_Records shown_:
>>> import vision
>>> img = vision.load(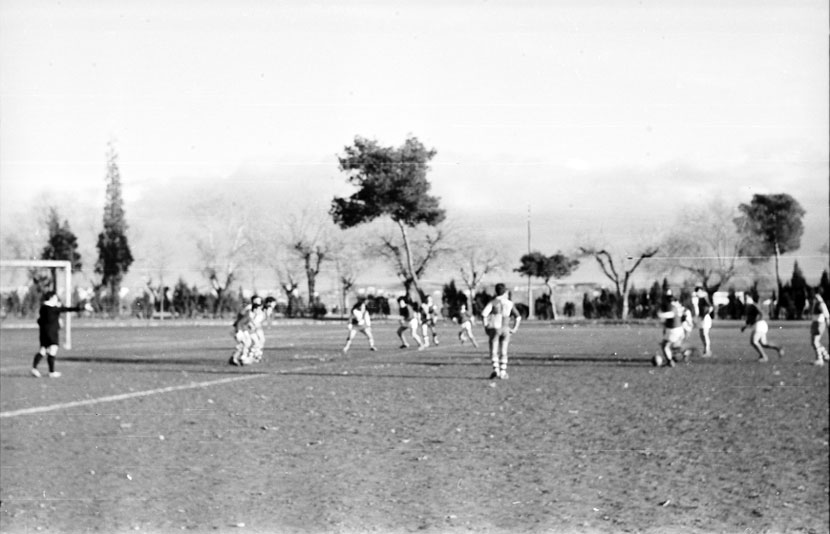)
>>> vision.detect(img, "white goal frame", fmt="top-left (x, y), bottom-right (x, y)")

* * *

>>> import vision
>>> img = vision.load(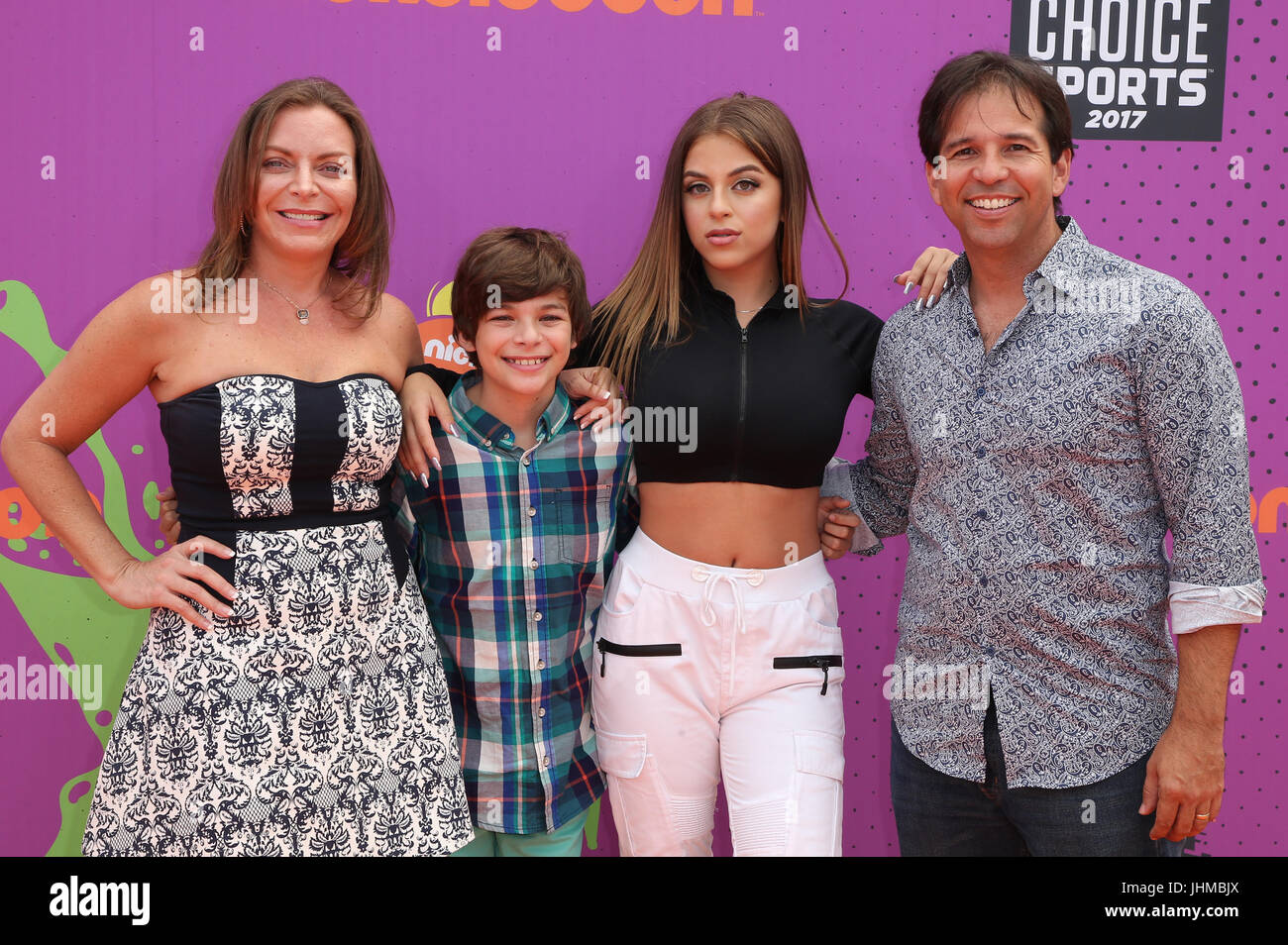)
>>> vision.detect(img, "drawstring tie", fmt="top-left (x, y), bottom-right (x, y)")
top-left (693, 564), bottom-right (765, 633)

_Your instructions_: Copy out every line of the material above that contains the string "right".

_Output of the task_:
>>> vision.detect(img, "white goal frame", fmt="top-left (x, y), bottom-right (x, y)")
>>> vision.detect(img, "drawstring tie", fmt="top-left (x, y), bottom-right (x, y)")
top-left (693, 564), bottom-right (765, 633)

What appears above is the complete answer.